◆ **THE PROBLEM**: Report how many lines in the entries below contain the string "picnic", matching case exactly, and give only that number.

◆ **DATA PROVIDED**:
>> begin
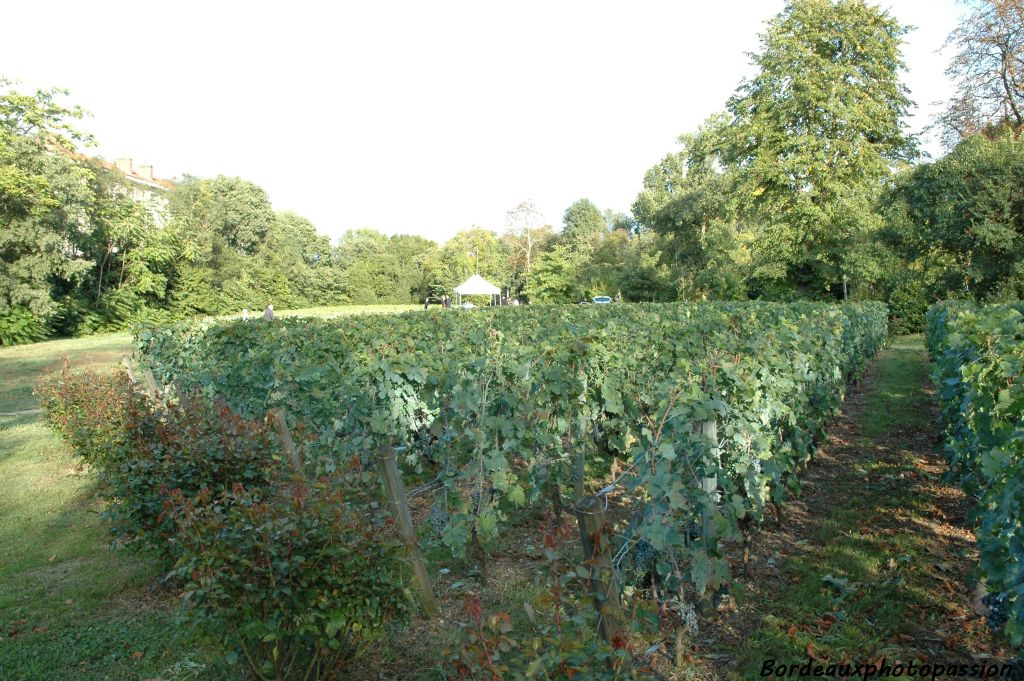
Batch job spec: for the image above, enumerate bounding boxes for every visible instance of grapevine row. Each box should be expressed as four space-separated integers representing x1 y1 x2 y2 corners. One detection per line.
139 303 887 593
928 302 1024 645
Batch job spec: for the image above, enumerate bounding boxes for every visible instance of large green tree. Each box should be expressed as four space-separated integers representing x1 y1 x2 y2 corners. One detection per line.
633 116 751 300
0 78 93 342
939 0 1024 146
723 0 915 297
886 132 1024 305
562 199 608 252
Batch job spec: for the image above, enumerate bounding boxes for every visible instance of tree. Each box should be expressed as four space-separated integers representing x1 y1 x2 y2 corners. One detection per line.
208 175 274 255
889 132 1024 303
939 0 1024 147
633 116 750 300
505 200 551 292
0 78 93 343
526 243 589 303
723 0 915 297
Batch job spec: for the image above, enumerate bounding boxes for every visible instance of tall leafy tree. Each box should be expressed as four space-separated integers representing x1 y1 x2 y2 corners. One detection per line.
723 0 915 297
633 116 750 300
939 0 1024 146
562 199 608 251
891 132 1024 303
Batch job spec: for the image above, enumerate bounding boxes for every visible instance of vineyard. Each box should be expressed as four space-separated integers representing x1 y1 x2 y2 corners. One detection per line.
>> end
>> begin
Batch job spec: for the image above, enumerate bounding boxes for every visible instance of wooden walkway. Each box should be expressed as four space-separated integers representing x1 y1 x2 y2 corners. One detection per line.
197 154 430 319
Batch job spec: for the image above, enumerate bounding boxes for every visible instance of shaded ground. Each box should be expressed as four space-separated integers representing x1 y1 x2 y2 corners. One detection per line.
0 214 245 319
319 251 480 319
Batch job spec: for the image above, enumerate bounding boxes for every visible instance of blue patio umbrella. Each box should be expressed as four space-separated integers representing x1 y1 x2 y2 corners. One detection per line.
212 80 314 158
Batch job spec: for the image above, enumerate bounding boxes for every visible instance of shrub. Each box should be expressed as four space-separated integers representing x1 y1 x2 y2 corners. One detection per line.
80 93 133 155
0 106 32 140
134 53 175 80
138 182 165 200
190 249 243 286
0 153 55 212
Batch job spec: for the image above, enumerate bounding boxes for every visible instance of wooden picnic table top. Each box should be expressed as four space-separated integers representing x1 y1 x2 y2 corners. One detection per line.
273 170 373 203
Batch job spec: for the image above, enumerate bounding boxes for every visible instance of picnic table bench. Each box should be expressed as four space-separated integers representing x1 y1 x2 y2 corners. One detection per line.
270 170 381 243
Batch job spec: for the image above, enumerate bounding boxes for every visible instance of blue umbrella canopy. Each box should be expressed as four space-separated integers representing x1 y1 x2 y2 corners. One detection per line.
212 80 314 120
>> end
>> begin
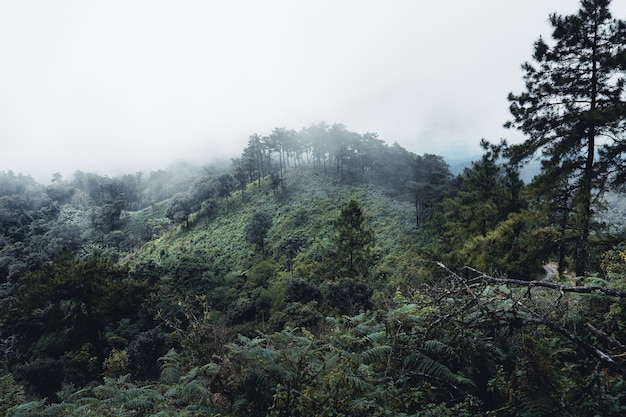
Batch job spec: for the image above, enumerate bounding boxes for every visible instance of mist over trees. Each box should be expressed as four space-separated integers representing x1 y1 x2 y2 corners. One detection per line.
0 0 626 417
>> end
◆ **SOLUTION TO THIS EXERCISE**: 2